- [Aim] Rewrite the data below as a Markdown table with the columns "Row" and "Line," starting at the line with "mark: the power line, one point per instance" and going through the end of the data. Give each line its own numbered row, and leave out blank lines.

- [Extracted entries]
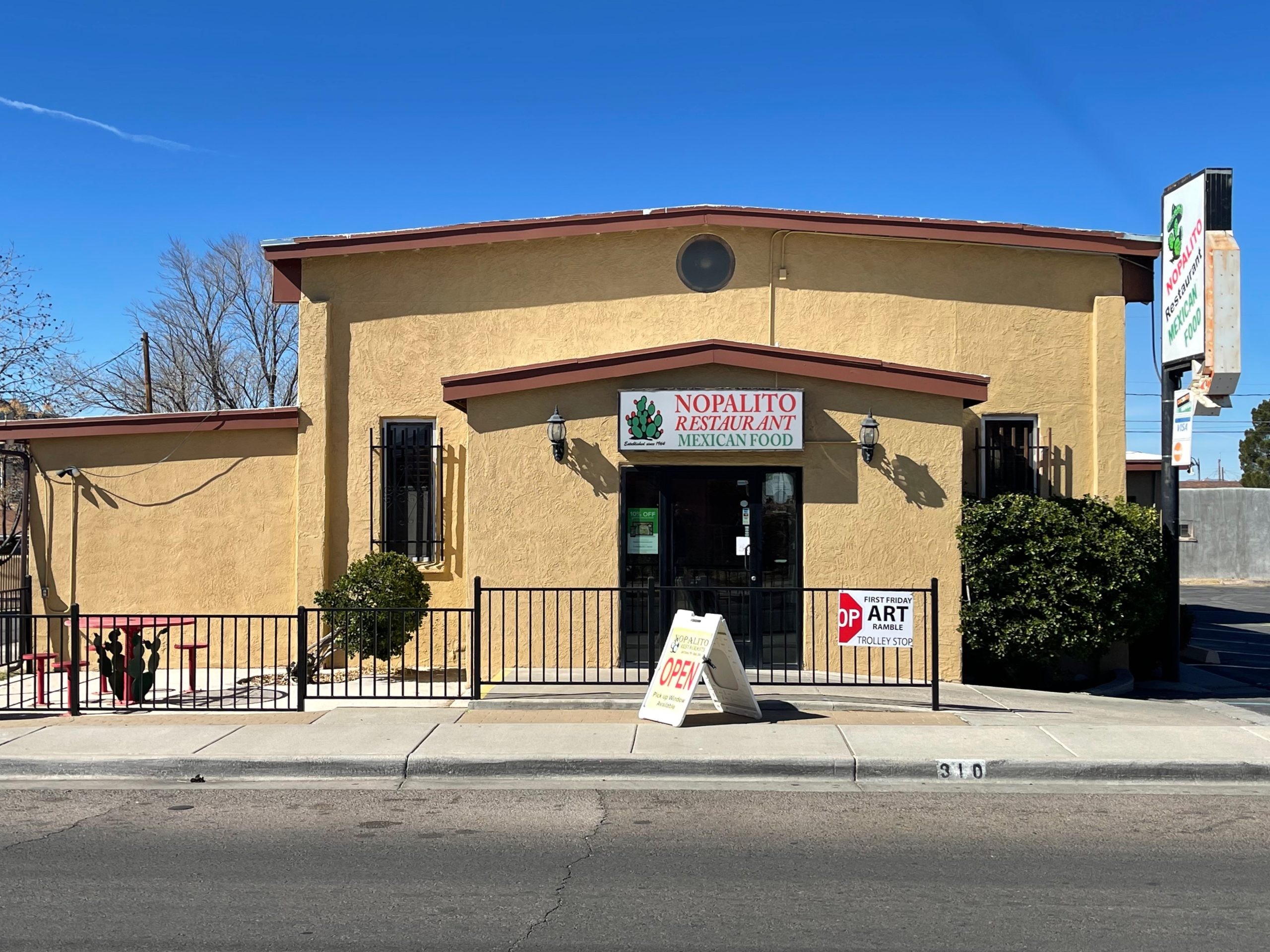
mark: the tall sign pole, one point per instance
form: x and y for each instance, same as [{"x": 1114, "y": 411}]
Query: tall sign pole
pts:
[{"x": 1199, "y": 332}]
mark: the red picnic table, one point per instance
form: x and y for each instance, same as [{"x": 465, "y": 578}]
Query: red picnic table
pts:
[{"x": 132, "y": 625}]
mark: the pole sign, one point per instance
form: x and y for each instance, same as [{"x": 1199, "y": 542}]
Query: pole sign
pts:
[
  {"x": 876, "y": 619},
  {"x": 1183, "y": 324},
  {"x": 698, "y": 648},
  {"x": 710, "y": 419},
  {"x": 1184, "y": 413}
]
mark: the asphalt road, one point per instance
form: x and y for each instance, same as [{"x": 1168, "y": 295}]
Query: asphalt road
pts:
[{"x": 631, "y": 870}]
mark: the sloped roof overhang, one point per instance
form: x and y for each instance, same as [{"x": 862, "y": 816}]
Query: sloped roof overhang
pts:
[
  {"x": 1137, "y": 252},
  {"x": 134, "y": 424}
]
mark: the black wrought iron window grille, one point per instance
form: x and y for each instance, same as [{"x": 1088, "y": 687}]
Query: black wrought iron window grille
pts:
[{"x": 408, "y": 489}]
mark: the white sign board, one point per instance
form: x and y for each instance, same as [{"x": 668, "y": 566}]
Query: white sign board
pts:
[
  {"x": 710, "y": 419},
  {"x": 1183, "y": 266},
  {"x": 876, "y": 619},
  {"x": 1184, "y": 412},
  {"x": 698, "y": 647}
]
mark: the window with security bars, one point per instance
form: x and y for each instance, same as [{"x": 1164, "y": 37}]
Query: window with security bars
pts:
[
  {"x": 1010, "y": 456},
  {"x": 411, "y": 492}
]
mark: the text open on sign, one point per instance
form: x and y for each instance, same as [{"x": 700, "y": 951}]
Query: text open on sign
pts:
[{"x": 876, "y": 619}]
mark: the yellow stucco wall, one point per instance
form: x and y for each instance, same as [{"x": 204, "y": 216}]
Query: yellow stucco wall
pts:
[
  {"x": 384, "y": 328},
  {"x": 209, "y": 530},
  {"x": 262, "y": 520},
  {"x": 885, "y": 525}
]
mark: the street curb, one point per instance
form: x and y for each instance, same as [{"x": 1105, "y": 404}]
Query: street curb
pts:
[
  {"x": 631, "y": 766},
  {"x": 1071, "y": 770},
  {"x": 1122, "y": 683},
  {"x": 183, "y": 769},
  {"x": 527, "y": 769},
  {"x": 570, "y": 704}
]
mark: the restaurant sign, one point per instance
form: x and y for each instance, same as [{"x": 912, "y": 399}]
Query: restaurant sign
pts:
[{"x": 710, "y": 419}]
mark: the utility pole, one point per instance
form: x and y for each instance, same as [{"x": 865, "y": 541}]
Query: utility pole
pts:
[
  {"x": 145, "y": 365},
  {"x": 1170, "y": 516}
]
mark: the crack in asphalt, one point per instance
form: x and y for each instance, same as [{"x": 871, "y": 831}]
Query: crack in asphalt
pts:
[
  {"x": 59, "y": 832},
  {"x": 568, "y": 873}
]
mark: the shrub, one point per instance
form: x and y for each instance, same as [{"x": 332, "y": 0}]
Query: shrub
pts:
[
  {"x": 379, "y": 581},
  {"x": 1051, "y": 579}
]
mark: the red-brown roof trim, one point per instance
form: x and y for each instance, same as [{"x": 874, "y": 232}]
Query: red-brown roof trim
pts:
[
  {"x": 1143, "y": 249},
  {"x": 704, "y": 216},
  {"x": 62, "y": 427},
  {"x": 971, "y": 388}
]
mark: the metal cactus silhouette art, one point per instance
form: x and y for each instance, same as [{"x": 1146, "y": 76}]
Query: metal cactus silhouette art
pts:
[
  {"x": 645, "y": 422},
  {"x": 128, "y": 673}
]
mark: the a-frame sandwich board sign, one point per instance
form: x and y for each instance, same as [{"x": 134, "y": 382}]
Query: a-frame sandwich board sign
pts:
[{"x": 698, "y": 648}]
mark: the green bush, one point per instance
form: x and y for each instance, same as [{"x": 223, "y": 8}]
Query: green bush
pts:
[
  {"x": 380, "y": 581},
  {"x": 1051, "y": 579}
]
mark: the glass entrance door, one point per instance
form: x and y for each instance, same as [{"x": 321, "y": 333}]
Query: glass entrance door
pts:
[{"x": 715, "y": 540}]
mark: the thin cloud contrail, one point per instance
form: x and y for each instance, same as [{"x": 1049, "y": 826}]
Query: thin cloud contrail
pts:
[{"x": 58, "y": 114}]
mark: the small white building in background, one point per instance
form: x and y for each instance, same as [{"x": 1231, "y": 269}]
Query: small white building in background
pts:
[{"x": 1142, "y": 477}]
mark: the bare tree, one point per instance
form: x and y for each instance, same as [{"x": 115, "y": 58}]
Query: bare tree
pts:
[
  {"x": 31, "y": 339},
  {"x": 218, "y": 342}
]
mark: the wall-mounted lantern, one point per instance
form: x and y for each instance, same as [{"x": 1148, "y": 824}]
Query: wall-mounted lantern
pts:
[
  {"x": 557, "y": 434},
  {"x": 868, "y": 437}
]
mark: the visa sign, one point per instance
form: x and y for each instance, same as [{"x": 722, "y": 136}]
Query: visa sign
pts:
[{"x": 876, "y": 619}]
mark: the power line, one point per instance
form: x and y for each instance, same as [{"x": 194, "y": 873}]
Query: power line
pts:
[{"x": 91, "y": 371}]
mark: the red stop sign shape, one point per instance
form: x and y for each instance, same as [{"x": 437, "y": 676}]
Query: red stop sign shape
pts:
[{"x": 850, "y": 617}]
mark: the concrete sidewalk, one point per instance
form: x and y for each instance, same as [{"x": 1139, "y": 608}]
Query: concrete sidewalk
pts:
[{"x": 1020, "y": 737}]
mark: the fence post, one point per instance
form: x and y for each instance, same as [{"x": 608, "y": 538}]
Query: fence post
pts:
[
  {"x": 935, "y": 644},
  {"x": 302, "y": 669},
  {"x": 474, "y": 644},
  {"x": 73, "y": 685},
  {"x": 652, "y": 642}
]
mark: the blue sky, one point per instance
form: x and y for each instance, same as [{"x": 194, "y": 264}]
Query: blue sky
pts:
[{"x": 332, "y": 117}]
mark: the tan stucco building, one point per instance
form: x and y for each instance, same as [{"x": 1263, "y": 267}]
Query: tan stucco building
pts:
[{"x": 991, "y": 356}]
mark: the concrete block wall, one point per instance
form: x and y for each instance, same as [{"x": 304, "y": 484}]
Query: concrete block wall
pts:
[{"x": 1231, "y": 530}]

- [Result of this exercise]
| Row | Line |
|---|---|
| 1 | mark: the power line, one point per instance |
| 2 | form: x and y for each instance, same as [{"x": 194, "y": 873}] |
| 3 | Query: power line |
| 4 | pts: |
| 5 | [{"x": 91, "y": 371}] |
| 6 | mark: the red stop sign shape, one point per instance |
| 7 | form: x and y for each instance, same as [{"x": 437, "y": 676}] |
| 8 | Query: red stop sign shape |
| 9 | pts: |
| 10 | [{"x": 850, "y": 617}] |
| 11 | mark: the concrete sidewalk, one point per instance |
| 12 | form: x and y for each instance, same as [{"x": 1139, "y": 608}] |
| 13 | Query: concrete sidewalk |
| 14 | pts: |
| 15 | [{"x": 1020, "y": 737}] |
| 16 | mark: the fence post, one point per instance |
| 17 | form: x and y for each instance, same as [{"x": 608, "y": 538}] |
| 18 | Query: fence post |
| 19 | pts: |
| 20 | [ |
| 21 |   {"x": 935, "y": 644}, |
| 22 |   {"x": 302, "y": 669}, |
| 23 |   {"x": 474, "y": 644}, |
| 24 |   {"x": 73, "y": 685}, |
| 25 |   {"x": 652, "y": 642} |
| 26 | ] |
| 27 | mark: the blue sky, one point per instance |
| 28 | form: x and y for each instance, same as [{"x": 194, "y": 264}] |
| 29 | Query: blue sky |
| 30 | pts: |
| 31 | [{"x": 332, "y": 117}] |
| 32 | mark: the tan stucco building, one point per instance |
| 33 | form: x and y for each instance, same as [{"x": 1263, "y": 267}] |
| 34 | Query: tan stucco building |
| 35 | pts: |
| 36 | [{"x": 991, "y": 356}] |
| 37 | mark: the concrete block wall, one point per instance |
| 38 | form: x and y for each instance, same as [{"x": 304, "y": 484}] |
| 39 | Query: concrete block wall |
| 40 | pts: |
| 41 | [{"x": 1231, "y": 530}] |